:: Text section ::
And, if you’ve been watching the Thrive menu closely, you saw $275,000 land in the Campus Café Reboot pot at the very moment the students made their decision. It was a fantastic and game-changing week for Thrive, and I can’t thank our students enough for making it happen.

Now fast-forward two weeks. Again, if you’ve been watching the menu, you saw yet another change. The price of the Café Reboot, the Students’ Pick, has gone up. A lot. It was $3,000,000. Today it’s $4,246,000.

I’ll let you chew on that a second.

“Wait…what?!” you’re now thinking. “We were less than a million away from the goal! The students just put $275,000 into that project! $1.2M is a lot of money! Why the change?”

We’ve promised since day one to shoot straight with you in Thrive. And that means giving you the truth when it’s easy and when it’s not so much. A $1.2M jump in the middle of the year is a tough pill to swallow, for sure. It was hard for me to get it down when I heard it, too.

But it’s the right pill.

Here’s why. Originally, we conceived developing a redesigned cafeteria in the existing Dining Hall. That’s the model you’ve seen on the Thrive menu and the message I’ve been sharing since day one. In this first iteration, exterior walls would have been removed from the dining area, fixed seating and contemporary food stations would have been added, and the student entrance would have been reconfigured.

It would have been a very positive and efficient change at approximately $3 million altogether. But there was a big, hairy “however” hanging in the wings of this plan: where would we host dining events on campus? The Alumni Banquet, Athletic Hall of Fame Dinner, preachers’ luncheons, scholarship luncheons, college and departmental dinners, prayer breakfasts, Chamber events, employee dinners, Campus Connect, Honors Lunch, and more…without a modular, banquet-style dining space, how would we manage those?

The hard and short answer is that we wouldn’t.

:: Data section ::
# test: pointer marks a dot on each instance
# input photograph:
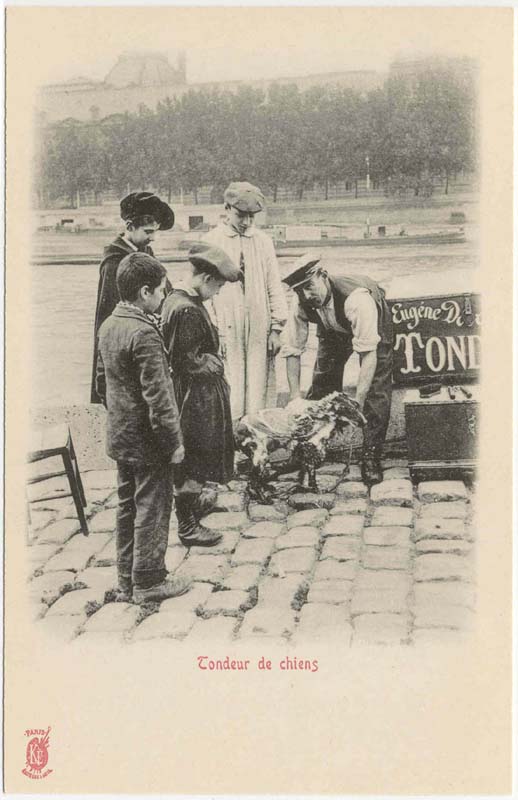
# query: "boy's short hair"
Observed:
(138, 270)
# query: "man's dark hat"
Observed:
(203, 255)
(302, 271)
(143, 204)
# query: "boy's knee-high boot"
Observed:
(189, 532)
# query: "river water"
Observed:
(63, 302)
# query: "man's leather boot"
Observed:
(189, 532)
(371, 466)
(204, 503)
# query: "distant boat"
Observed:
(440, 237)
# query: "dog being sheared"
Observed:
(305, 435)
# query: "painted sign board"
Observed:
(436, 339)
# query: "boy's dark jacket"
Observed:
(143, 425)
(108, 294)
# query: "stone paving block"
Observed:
* * *
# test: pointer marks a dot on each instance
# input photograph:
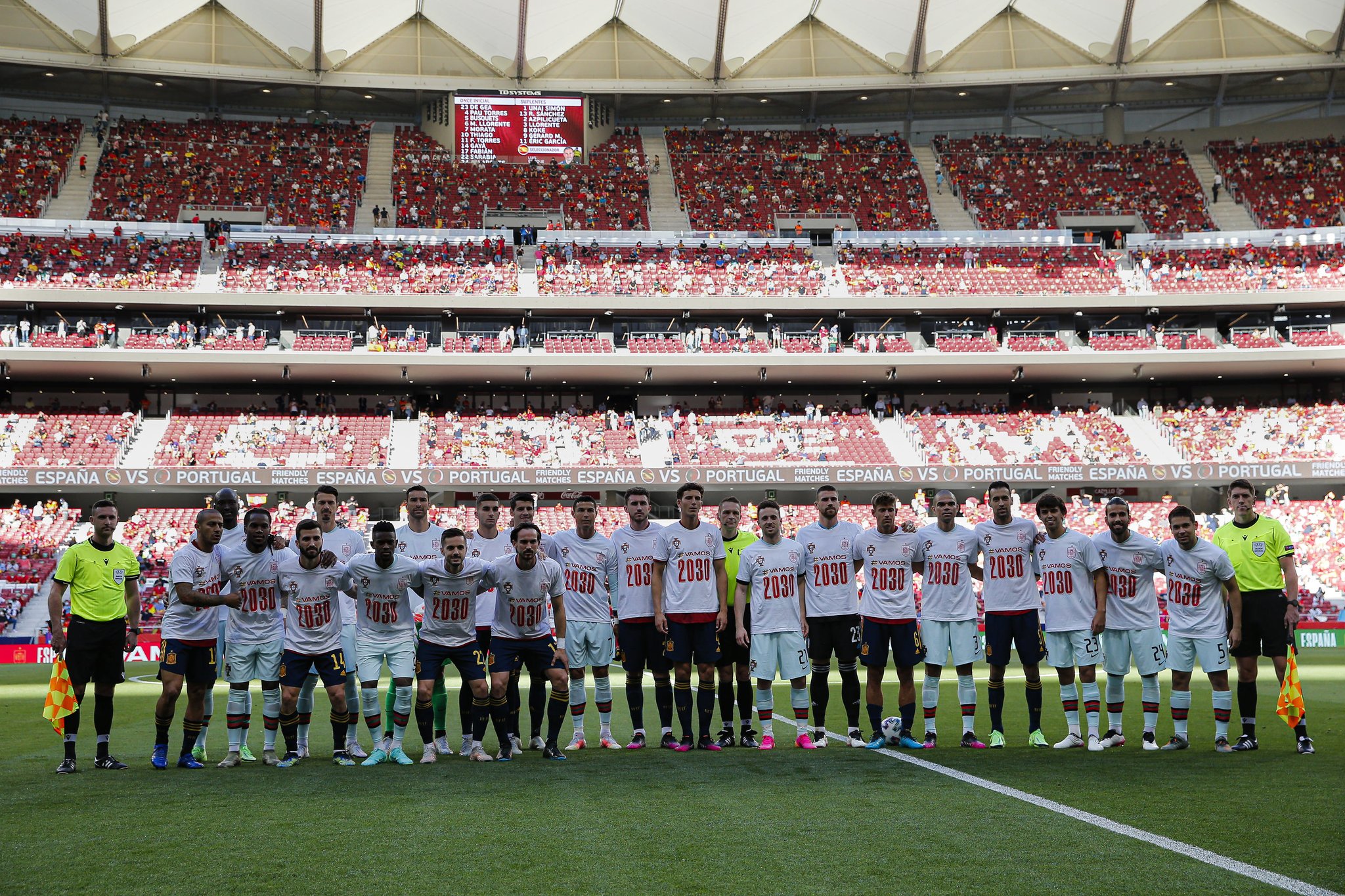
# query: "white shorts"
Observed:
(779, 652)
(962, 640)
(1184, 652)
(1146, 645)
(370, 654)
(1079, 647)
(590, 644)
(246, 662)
* * *
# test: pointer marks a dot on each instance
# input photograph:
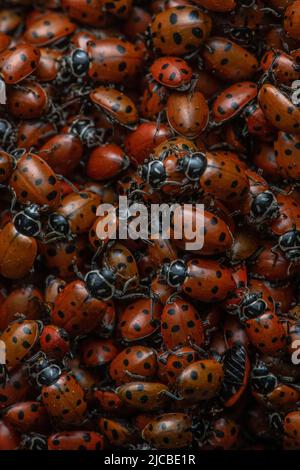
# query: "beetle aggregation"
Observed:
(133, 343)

:: Exercise brief ::
Copy the Thrive update from the words "Now fast-forward two" through the words "heard it, too.", replacing "tough pill" with "bitter pill".

:: Exercise result ::
Now fast-forward two weeks. Again, if you’ve been watching the menu, you saw yet another change. The price of the Café Reboot, the Students’ Pick, has gone up. A lot. It was $3,000,000. Today it’s $4,246,000.

I’ll let you chew on that a second.

“Wait…what?!” you’re now thinking. “We were less than a million away from the goal! The students just put $275,000 into that project! $1.2M is a lot of money! Why the change?”

We’ve promised since day one to shoot straight with you in Thrive. And that means giving you the truth when it’s easy and when it’s not so much. A $1.2M jump in the middle of the year is a bitter pill to swallow, for sure. It was hard for me to get it down when I heard it, too.